Edward Olearczyk (born 4 March 1915, d. 1994) was a Polish composer. He was born in Rawa Ruska into a Jewish family, and studied with Zbigniew Drzewiecki at the conservatory in Warsaw. From 1939 to 1945 he worked in the USSR, and after returning to Poland, worked in Warsaw as a stage director in the Polish Army.

Olearczyk was known primarily as a composer of popular songs. In 1948 he won the Ministry of Culture and Arts competition for popular songs. In 1952 he initiated the radio shows, "We sing songs: learning songs on the radio." His songs enjoyed great popularity, some even outside the country, especially in the USSR. In 1952, he received the Gold Cross of Merit Award and in 1957 an award from the city of Warsaw. In 1957 he moved to Israel and died there in 1994.

# Information shown
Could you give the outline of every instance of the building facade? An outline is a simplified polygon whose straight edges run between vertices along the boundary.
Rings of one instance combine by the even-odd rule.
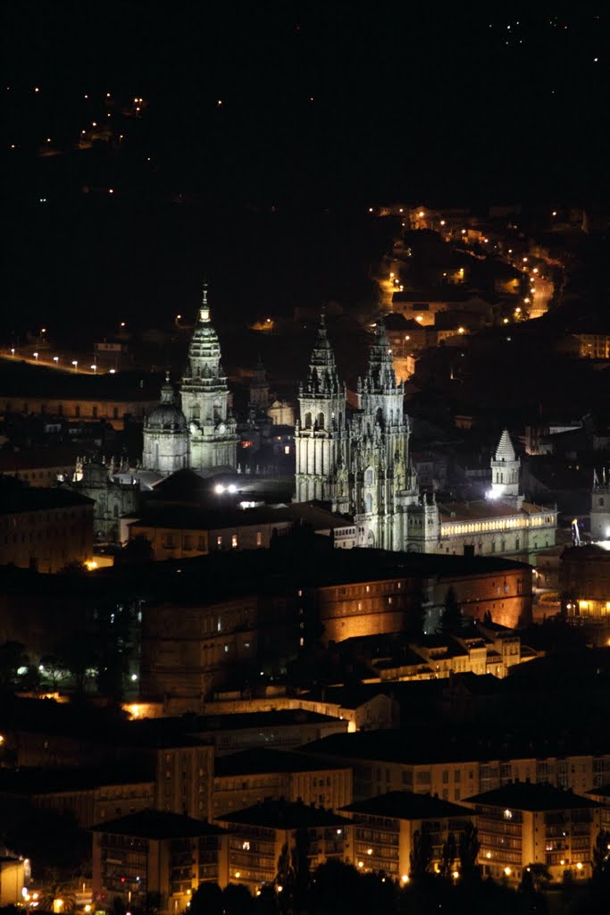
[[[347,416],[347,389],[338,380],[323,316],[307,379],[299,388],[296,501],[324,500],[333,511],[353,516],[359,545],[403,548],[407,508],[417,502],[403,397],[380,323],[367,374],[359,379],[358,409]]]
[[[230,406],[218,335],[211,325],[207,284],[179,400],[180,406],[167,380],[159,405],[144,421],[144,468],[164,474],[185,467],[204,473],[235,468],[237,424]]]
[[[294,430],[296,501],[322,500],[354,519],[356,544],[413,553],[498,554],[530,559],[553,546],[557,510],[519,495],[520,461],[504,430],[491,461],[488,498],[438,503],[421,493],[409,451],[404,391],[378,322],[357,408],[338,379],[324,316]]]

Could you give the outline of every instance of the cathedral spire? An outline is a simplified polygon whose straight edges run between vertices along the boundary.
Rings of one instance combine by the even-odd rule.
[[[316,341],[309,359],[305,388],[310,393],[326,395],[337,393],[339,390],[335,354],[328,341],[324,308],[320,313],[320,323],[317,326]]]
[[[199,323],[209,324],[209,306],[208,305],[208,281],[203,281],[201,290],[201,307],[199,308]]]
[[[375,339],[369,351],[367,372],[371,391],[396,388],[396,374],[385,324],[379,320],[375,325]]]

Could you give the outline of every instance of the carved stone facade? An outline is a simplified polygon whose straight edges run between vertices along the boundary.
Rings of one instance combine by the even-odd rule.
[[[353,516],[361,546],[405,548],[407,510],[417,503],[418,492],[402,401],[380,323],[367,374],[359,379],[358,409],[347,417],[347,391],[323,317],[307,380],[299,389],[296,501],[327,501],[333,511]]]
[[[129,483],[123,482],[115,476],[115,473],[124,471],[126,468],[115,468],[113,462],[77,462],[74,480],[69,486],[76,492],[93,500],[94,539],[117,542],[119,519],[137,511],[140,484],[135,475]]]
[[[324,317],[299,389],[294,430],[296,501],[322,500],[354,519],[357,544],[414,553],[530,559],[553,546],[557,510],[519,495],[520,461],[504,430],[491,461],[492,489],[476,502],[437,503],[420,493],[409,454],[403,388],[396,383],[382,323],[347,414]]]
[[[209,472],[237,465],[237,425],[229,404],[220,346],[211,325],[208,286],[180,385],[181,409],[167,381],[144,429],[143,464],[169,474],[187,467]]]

--

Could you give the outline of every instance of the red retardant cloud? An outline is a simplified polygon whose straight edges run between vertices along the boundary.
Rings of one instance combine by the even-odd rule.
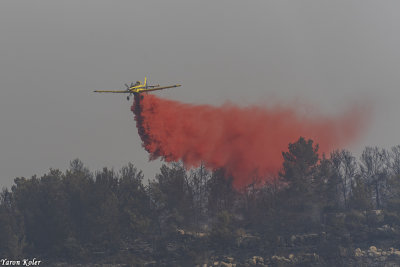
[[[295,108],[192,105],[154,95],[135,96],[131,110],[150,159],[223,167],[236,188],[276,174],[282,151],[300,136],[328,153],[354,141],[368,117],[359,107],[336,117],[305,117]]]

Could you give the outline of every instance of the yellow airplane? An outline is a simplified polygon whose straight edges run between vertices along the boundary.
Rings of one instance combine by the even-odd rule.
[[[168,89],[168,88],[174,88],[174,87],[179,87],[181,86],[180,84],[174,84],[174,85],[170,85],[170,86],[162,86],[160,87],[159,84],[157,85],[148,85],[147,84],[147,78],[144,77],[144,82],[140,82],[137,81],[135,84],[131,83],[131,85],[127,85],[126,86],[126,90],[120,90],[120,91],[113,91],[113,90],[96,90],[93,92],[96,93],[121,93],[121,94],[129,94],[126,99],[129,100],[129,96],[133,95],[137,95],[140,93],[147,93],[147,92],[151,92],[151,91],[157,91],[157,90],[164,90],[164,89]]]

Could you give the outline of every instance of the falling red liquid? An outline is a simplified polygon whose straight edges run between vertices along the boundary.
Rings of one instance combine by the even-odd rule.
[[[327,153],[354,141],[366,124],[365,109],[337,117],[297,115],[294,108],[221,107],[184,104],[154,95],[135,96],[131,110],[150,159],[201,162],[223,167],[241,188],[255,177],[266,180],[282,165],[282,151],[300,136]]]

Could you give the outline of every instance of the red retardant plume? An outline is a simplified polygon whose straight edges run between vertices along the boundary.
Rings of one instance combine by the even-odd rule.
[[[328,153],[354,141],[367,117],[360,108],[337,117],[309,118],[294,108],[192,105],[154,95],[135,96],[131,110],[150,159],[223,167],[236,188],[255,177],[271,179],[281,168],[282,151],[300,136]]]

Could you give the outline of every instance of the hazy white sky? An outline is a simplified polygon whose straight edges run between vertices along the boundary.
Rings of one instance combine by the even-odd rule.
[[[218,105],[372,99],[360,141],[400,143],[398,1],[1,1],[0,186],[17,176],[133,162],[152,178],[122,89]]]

# Exercises
(a) In the Olearczyk biography, what competition did he win in 1948?
(b) Repeat the stretch of the Olearczyk biography from "Edward Olearczyk (born" through "the Polish Army.".
(c) Turn the paragraph of the Olearczyk biography that begins "Olearczyk was known primarily" into a short bulleted list that keeps its main facts.
Use only the Olearczyk biography for these tasks.

# Activity answers
(a) The Ministry of Culture and Arts competition for popular songs.

(b)
Edward Olearczyk (born 4 March 1915, d. 1994) was a Polish composer. He was born in Rawa Ruska into a Jewish family, and studied with Zbigniew Drzewiecki at the conservatory in Warsaw. From 1939 to 1945 he worked in the USSR, and after returning to Poland, worked in Warsaw as a stage director in the Polish Army.

(c)
- Known mainly as a composer of popular songs
- 1948: won the Ministry of Culture and Arts competition for popular songs
- 1952: started the radio shows "We sing songs: learning songs on the radio"
- His songs were very popular, some abroad, especially in the USSR
- 1952: received the Gold Cross of Merit Award
- 1957: received an award from the city of Warsaw
- 1957: moved to Israel, where he died in 1994